Work order. Repeat the records below exactly from the line containing "Give a dot for each instance of the blue" to the line containing "<point>30,194</point>", taking in both of those lines. Drop the pictures.

Data for the task.
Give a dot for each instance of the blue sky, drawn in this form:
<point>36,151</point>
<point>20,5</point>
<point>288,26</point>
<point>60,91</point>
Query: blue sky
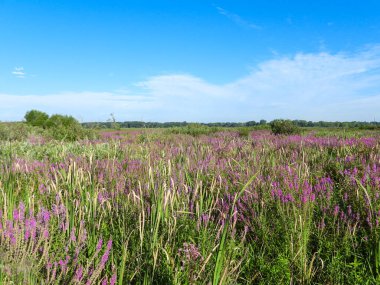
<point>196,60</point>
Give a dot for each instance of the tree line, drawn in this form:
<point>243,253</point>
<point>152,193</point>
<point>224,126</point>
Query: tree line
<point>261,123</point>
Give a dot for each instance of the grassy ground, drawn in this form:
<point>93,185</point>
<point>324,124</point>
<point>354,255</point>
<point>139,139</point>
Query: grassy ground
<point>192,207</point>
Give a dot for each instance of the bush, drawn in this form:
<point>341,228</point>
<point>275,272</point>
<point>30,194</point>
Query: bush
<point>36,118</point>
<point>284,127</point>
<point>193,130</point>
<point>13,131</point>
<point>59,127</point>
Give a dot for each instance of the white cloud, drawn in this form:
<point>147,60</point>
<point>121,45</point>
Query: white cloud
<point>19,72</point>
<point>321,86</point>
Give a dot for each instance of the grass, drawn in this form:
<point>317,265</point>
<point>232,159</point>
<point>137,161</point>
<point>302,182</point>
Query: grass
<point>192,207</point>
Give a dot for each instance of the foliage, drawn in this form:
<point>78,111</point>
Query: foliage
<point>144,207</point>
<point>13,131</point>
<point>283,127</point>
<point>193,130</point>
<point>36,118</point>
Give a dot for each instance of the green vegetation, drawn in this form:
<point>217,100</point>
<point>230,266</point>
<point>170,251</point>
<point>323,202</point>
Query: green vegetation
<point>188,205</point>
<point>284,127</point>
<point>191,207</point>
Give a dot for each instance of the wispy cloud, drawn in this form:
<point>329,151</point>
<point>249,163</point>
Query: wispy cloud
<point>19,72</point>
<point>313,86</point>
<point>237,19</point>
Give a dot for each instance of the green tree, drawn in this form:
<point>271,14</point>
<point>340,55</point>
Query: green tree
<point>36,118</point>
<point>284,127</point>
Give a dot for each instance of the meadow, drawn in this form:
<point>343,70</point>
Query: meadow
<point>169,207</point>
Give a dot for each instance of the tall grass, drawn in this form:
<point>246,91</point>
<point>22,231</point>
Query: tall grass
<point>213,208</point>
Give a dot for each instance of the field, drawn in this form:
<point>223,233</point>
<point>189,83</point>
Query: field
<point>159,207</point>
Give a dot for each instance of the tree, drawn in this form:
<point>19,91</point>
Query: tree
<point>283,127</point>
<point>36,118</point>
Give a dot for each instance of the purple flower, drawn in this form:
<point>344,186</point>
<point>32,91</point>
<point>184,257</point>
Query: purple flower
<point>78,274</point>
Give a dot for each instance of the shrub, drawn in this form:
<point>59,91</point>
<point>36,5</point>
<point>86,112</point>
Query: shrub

...

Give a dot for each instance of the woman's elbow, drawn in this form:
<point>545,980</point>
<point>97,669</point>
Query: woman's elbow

Response area.
Give a dot for each instance of the blue sky, drawn in this form:
<point>36,151</point>
<point>20,5</point>
<point>288,26</point>
<point>60,91</point>
Query: blue sky
<point>196,60</point>
Give a dot for each instance of the tree line, drawn in this form:
<point>243,253</point>
<point>152,193</point>
<point>224,126</point>
Query: tree line
<point>261,123</point>
Give a dot for each instance of the grassy ground, drawn in this form:
<point>93,185</point>
<point>324,124</point>
<point>354,255</point>
<point>139,139</point>
Query: grassy ground
<point>192,207</point>
Give a dot for each instance of the bush, drawn in this form:
<point>341,228</point>
<point>275,272</point>
<point>30,194</point>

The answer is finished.